• _What you have to do_: Everything from the line containing "brown wood in the photo above." through the end of the entries should be transcribed exactly. Leave out all other lines.
Content starts
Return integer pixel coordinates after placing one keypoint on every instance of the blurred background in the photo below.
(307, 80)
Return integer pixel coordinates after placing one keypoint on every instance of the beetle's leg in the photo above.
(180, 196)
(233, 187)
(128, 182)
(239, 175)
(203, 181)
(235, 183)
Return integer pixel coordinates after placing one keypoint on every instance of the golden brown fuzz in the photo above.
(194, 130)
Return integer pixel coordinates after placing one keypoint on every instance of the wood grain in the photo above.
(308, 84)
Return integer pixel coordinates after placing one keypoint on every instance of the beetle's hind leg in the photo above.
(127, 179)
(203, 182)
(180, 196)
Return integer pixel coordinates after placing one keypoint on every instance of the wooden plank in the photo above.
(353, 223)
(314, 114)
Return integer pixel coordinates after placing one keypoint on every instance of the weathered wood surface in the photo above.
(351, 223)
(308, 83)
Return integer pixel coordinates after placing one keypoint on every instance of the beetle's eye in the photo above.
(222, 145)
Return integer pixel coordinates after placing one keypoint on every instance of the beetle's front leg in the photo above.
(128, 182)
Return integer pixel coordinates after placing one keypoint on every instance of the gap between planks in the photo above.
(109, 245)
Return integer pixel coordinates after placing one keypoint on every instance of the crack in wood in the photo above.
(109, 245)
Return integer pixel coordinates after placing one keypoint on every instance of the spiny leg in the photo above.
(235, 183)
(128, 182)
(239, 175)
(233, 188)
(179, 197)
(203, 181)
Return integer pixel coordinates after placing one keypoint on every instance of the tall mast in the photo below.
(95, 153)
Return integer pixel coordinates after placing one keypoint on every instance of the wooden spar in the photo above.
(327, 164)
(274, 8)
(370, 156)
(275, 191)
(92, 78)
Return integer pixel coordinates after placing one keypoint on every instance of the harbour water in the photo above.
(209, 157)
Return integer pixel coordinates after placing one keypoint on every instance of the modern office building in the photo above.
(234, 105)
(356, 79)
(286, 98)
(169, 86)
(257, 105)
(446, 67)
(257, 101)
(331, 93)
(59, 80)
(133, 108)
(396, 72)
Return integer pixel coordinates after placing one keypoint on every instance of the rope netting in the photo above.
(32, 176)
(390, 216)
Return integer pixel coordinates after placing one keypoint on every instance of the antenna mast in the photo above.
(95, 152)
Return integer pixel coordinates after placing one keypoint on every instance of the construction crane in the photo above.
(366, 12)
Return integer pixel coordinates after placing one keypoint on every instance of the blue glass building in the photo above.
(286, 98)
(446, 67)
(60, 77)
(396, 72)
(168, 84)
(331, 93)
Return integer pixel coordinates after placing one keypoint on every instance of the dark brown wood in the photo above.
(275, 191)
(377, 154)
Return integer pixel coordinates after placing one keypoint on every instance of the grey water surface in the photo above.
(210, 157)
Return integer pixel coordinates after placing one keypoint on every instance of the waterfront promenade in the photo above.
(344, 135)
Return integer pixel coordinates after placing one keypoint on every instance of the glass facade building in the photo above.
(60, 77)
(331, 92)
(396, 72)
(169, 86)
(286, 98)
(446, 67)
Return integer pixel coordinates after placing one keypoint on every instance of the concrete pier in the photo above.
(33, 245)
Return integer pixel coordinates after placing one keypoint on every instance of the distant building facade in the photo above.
Content ends
• _Output_:
Return integer pixel coordinates after placing one keypoint on every instance of the dark brown wood in the photo above.
(275, 191)
(377, 154)
Return integer pixel coordinates after placing one keypoint on every instance of the grey water surface in the photo above.
(210, 157)
Return integer pixel coordinates after placing one keypoint on every instance of the waterfront promenade in the photo above.
(344, 135)
Return integer pixel coordinates after placing one keypoint on every instance of the glass facade building in the photo above.
(60, 77)
(331, 92)
(396, 72)
(169, 86)
(286, 98)
(446, 67)
Return integer pixel coordinates after placing one keypoint on every instance of the concrete pier in the photo above.
(33, 245)
Return integer pixel coordinates after placing one keypoint on every instance of the distant building facade in the photo above.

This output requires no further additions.